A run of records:
_ _ _ _ _

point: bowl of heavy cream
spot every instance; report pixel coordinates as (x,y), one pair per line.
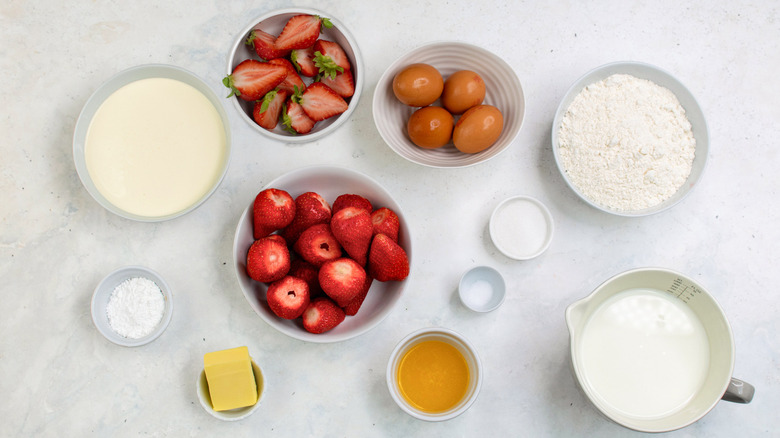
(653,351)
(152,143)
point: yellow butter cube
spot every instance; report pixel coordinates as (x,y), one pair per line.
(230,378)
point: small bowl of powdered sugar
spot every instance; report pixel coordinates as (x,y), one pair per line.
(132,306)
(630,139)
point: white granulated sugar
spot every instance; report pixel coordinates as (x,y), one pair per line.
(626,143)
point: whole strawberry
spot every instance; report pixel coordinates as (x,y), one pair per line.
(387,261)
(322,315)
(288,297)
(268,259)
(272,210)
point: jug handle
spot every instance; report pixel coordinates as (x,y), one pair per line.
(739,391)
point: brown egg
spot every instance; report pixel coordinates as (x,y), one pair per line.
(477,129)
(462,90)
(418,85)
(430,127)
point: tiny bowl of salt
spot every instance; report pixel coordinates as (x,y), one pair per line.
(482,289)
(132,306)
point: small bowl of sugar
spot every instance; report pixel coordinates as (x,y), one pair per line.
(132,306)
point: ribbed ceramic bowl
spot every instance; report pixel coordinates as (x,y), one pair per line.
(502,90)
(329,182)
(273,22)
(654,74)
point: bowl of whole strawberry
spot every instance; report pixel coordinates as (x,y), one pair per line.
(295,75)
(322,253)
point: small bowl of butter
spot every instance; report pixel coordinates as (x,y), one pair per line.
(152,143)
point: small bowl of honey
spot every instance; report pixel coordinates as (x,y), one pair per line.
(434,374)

_ _ _ _ _

*WHAT NEEDS TO BE DONE*
Please reproduce the data from the line that has "point: tiny bowl of salt" through the end of the data, substituting "glazed" for "ribbed" and leaving everything else unchanged.

*REPLY*
point: tiny bowl of salt
spot every instance; report pixel coordinates as (x,y), one pair per line.
(482,289)
(132,306)
point: small bowl of sugar
spot every instance; report pixel coordinates as (x,y), one pair per line.
(132,306)
point: glazed ceramic bowl
spot every instance; report pixel coordinates as (x,y), one pair per line.
(502,90)
(329,182)
(273,22)
(654,74)
point: bowl of whole strawberry
spot every instance; report pixel coordinates as (x,y), one pair per line.
(295,75)
(322,253)
point: small bowl of butter
spot every instance; report pixel coordinates as (x,y), one pair per line.
(152,143)
point: small bowl of honey
spot every instance; report pixel coordinates as (x,y), one pair per line.
(434,374)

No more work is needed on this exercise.